START Source data

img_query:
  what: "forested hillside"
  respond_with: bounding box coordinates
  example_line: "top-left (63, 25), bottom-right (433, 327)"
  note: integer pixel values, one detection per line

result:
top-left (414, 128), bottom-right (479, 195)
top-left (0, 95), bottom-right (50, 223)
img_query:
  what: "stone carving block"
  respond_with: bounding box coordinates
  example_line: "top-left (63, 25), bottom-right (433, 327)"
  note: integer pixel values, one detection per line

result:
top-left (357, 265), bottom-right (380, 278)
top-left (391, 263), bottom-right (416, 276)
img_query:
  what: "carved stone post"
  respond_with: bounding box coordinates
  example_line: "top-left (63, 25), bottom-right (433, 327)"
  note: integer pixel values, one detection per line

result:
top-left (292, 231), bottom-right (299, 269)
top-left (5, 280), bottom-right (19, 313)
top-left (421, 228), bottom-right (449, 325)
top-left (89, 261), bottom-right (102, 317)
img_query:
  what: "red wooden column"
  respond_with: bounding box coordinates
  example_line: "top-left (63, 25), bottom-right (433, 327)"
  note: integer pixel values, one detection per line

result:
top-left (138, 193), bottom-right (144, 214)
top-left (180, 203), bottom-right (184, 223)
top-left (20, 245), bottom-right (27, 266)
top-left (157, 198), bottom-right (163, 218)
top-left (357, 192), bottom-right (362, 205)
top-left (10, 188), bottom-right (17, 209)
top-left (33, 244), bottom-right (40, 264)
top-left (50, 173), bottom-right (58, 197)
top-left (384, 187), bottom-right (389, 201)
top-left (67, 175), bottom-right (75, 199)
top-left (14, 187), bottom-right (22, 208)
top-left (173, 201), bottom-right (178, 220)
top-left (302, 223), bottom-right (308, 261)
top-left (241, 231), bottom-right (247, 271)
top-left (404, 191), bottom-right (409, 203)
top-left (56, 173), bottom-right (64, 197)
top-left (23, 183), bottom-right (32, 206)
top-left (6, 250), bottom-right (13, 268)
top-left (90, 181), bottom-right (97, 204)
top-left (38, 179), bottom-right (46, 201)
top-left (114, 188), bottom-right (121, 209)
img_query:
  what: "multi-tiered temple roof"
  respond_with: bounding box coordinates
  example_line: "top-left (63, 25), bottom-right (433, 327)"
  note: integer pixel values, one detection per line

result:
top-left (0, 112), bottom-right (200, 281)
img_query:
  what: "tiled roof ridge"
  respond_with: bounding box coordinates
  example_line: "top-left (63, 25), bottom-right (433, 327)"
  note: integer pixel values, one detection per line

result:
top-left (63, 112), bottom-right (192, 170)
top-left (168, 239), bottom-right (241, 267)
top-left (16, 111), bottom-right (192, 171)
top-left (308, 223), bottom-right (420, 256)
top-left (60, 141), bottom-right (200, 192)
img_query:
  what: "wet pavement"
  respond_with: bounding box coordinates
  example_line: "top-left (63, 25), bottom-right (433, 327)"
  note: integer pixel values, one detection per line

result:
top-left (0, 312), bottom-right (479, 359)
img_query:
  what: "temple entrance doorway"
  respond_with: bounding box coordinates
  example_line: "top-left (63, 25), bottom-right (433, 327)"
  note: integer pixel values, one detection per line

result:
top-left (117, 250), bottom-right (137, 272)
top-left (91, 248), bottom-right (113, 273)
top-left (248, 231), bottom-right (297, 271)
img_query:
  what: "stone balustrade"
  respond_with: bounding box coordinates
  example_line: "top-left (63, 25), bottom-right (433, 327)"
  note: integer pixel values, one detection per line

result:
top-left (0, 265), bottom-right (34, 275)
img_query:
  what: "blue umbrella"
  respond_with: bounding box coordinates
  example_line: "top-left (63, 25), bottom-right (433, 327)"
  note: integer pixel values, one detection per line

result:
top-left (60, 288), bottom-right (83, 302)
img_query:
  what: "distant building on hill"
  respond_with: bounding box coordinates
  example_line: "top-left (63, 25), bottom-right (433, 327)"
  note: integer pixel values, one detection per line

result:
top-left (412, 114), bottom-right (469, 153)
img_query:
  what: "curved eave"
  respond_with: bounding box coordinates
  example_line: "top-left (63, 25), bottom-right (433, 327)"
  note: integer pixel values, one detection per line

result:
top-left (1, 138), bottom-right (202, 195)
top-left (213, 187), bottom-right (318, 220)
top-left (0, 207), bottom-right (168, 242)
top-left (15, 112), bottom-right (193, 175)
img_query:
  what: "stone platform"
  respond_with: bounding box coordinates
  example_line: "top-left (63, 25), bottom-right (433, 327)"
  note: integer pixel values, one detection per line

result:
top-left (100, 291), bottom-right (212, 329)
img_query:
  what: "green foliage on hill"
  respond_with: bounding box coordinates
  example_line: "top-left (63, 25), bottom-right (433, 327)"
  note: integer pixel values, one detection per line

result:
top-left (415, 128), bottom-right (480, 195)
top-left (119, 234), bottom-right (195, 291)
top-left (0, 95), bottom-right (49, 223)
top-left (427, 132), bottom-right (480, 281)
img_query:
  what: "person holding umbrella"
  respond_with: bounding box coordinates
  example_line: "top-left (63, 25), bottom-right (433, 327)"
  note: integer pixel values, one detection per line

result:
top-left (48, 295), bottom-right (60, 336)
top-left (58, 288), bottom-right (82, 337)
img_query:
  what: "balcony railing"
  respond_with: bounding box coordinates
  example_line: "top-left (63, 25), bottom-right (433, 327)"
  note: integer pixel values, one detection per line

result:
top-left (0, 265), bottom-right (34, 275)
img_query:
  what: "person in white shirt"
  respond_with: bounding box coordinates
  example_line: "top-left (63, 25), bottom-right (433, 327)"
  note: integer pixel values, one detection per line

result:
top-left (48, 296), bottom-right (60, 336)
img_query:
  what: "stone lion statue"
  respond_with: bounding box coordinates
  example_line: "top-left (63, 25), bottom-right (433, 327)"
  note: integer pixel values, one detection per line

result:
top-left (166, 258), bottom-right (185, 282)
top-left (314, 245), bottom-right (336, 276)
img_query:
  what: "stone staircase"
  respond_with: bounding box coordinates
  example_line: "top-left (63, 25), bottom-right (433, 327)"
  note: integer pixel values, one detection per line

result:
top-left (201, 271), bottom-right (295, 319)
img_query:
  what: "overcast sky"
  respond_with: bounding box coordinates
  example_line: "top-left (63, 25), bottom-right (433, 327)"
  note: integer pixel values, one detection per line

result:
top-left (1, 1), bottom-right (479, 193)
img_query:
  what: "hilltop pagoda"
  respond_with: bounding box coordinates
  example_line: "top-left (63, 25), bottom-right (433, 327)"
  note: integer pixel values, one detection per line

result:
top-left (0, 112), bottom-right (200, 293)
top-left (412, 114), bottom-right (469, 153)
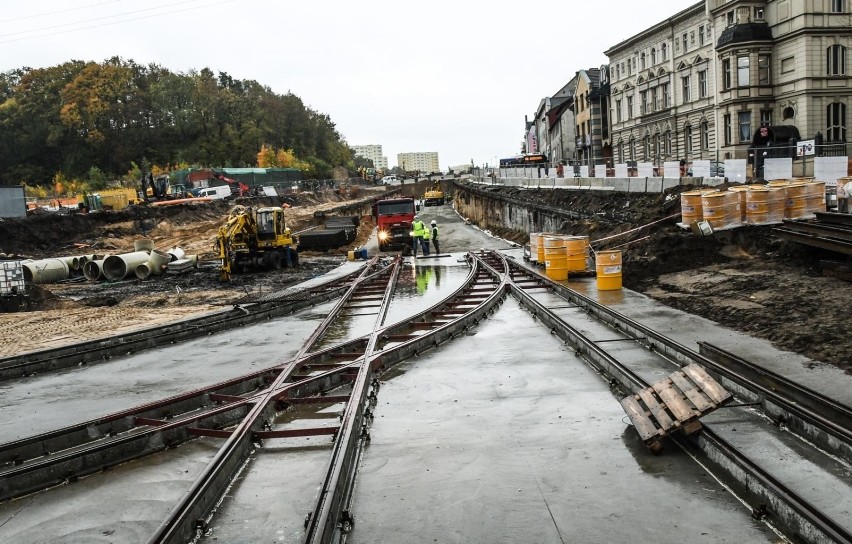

END Source data

[What to do] Copy out every line of the data that includes "temple".

[Answer section]
  what: "multi-tiered temple roof"
  what: "temple entrance doorway"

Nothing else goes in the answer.